**Aim of the task:** Give only the number of lines in the items below that contain the string "roof". Matching is case-sensitive.

**Available data:**

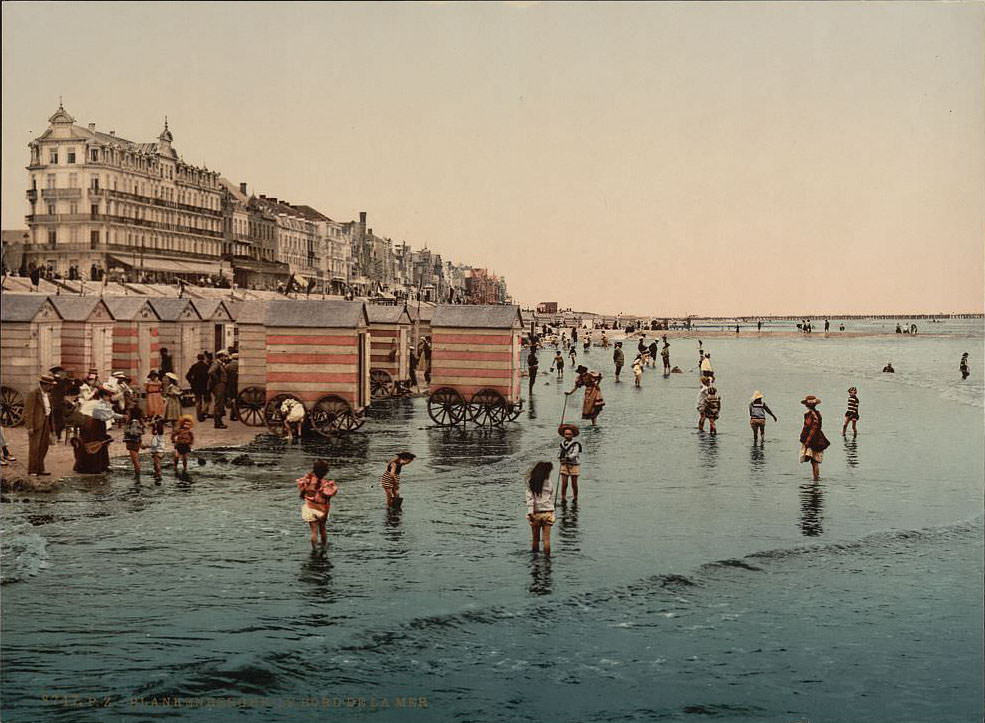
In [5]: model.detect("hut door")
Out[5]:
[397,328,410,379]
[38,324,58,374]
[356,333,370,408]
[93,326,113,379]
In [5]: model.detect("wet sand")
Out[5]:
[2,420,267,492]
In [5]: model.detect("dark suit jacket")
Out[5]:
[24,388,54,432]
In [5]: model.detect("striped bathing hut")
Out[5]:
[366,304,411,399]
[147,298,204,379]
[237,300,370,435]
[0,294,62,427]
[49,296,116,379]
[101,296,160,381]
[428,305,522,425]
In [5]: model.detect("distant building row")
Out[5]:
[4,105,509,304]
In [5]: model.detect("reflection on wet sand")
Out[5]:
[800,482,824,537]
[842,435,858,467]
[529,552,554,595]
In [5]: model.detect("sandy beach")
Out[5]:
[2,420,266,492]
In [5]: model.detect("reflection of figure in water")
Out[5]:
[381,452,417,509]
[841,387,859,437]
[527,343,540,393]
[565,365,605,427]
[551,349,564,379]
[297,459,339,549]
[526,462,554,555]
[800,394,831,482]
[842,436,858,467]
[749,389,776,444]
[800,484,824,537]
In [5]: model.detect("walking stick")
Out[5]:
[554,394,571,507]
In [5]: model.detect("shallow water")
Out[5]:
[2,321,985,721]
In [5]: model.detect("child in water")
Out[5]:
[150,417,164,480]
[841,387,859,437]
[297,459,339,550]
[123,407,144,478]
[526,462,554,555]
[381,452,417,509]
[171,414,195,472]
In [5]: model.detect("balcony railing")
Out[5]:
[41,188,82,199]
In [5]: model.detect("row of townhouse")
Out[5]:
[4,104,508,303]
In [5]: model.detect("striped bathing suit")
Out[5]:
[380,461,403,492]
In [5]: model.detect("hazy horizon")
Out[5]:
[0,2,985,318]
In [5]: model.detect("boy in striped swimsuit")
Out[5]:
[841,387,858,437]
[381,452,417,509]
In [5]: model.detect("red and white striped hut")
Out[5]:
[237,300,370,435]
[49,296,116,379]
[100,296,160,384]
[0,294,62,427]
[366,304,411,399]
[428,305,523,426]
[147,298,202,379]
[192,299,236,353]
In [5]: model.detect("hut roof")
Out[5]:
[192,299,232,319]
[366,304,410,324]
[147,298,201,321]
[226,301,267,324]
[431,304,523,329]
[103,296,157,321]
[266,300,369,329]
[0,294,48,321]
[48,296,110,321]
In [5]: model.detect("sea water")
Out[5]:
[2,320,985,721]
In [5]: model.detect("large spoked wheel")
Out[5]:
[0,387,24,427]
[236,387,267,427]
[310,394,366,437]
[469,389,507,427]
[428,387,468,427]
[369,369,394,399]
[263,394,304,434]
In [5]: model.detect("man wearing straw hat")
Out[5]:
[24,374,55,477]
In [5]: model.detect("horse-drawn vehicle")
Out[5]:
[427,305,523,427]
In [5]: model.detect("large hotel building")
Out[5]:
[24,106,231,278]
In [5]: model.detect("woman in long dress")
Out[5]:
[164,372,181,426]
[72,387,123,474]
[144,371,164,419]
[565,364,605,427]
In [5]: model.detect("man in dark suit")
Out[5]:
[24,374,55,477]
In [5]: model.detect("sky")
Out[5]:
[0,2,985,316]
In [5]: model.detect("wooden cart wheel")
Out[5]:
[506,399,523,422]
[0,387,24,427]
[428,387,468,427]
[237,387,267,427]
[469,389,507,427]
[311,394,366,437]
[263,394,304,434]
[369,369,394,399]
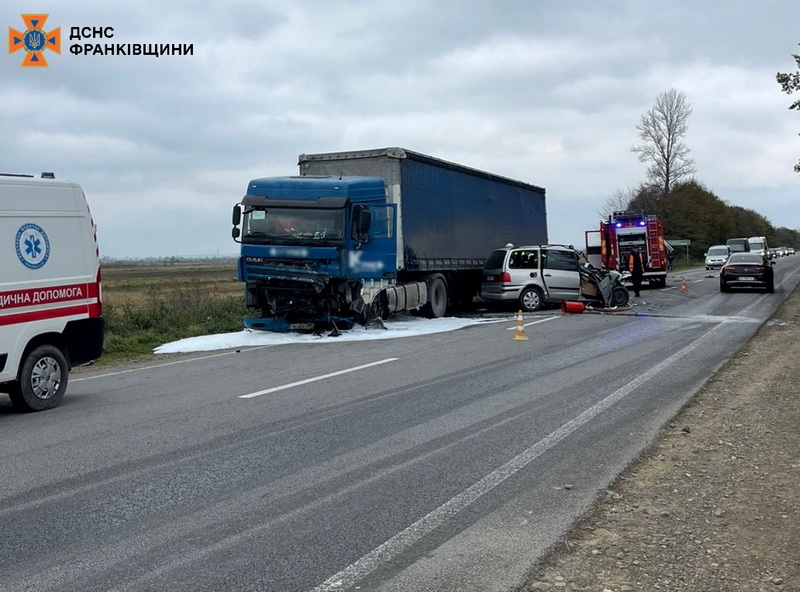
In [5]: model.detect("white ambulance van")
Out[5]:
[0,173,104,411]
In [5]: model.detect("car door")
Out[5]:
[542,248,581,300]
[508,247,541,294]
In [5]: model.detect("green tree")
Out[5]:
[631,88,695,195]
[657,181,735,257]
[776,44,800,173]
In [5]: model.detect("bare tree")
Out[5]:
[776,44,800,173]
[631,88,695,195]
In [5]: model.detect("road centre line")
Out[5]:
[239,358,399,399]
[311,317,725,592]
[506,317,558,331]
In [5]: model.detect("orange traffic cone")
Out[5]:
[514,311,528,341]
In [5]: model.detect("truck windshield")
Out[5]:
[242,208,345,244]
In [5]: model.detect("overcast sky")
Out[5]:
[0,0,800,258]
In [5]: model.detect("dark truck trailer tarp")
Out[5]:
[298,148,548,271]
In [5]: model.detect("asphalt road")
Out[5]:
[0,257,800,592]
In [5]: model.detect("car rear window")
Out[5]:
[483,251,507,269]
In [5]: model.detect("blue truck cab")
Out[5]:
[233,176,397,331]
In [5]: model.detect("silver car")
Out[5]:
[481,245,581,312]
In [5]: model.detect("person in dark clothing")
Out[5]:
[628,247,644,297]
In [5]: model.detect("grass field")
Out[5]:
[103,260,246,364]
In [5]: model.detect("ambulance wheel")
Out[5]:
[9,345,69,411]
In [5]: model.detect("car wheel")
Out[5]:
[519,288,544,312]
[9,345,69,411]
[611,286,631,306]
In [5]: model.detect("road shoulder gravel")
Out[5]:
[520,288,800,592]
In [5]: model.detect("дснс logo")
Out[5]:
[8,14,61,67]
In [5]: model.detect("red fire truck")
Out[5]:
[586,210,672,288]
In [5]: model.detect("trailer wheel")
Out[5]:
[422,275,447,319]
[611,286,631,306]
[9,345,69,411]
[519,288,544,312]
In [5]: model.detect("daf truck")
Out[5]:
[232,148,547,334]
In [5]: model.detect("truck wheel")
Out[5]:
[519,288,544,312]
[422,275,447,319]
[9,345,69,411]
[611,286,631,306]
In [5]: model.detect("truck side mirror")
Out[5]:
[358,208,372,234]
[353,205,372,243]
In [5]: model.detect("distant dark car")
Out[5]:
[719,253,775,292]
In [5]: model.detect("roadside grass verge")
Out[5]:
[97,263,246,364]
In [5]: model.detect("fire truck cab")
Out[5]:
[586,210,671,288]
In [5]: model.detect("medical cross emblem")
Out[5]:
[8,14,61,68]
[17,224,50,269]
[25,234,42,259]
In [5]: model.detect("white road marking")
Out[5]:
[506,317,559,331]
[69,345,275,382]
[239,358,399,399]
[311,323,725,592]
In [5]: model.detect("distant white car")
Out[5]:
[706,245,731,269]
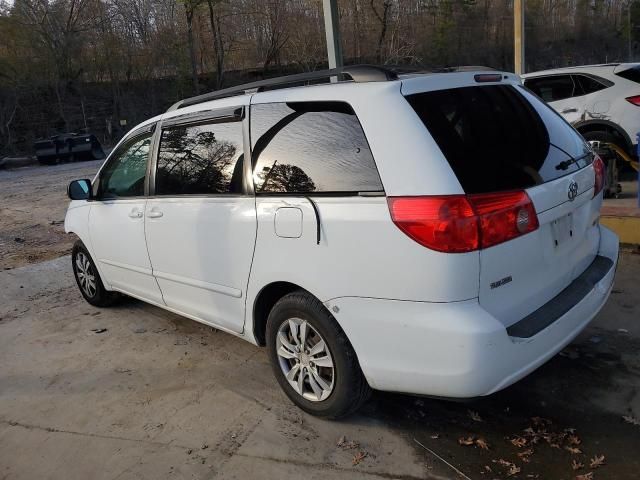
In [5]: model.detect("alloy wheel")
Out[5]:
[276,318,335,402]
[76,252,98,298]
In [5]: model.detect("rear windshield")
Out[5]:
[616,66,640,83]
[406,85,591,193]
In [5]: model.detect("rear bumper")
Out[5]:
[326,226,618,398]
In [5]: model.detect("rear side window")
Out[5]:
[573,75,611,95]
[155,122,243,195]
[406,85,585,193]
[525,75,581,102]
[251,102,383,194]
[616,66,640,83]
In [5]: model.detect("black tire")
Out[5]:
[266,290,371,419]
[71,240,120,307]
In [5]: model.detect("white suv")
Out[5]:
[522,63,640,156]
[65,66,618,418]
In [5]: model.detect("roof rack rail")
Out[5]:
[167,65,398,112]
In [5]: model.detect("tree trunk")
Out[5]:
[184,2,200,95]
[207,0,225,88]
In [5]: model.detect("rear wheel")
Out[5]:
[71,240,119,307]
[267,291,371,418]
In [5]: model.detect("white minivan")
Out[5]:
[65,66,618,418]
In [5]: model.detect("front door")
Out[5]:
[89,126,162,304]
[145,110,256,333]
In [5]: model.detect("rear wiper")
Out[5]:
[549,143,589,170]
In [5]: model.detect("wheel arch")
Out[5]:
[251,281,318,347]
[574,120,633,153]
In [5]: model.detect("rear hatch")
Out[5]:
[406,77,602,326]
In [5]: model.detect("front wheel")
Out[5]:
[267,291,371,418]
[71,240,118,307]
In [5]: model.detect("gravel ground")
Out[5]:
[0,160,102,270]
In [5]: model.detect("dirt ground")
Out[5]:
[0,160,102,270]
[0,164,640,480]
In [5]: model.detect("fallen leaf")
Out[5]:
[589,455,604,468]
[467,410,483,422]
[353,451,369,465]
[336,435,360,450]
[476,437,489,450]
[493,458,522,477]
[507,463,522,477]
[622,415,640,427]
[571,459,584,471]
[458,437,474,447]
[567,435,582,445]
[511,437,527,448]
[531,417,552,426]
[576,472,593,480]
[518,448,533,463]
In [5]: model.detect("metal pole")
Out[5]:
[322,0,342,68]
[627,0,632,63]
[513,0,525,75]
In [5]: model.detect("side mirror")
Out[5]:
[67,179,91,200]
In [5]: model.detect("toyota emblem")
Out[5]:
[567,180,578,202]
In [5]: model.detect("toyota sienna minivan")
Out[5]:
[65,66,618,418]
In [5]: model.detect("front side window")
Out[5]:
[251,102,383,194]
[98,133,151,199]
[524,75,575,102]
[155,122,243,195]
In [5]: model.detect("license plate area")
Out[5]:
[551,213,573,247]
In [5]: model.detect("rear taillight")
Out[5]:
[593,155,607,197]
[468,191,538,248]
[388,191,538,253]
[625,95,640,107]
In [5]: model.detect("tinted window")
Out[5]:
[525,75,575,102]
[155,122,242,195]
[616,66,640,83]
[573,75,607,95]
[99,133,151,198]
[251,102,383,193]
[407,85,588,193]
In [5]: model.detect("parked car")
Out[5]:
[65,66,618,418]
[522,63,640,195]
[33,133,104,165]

**Written reply:** 2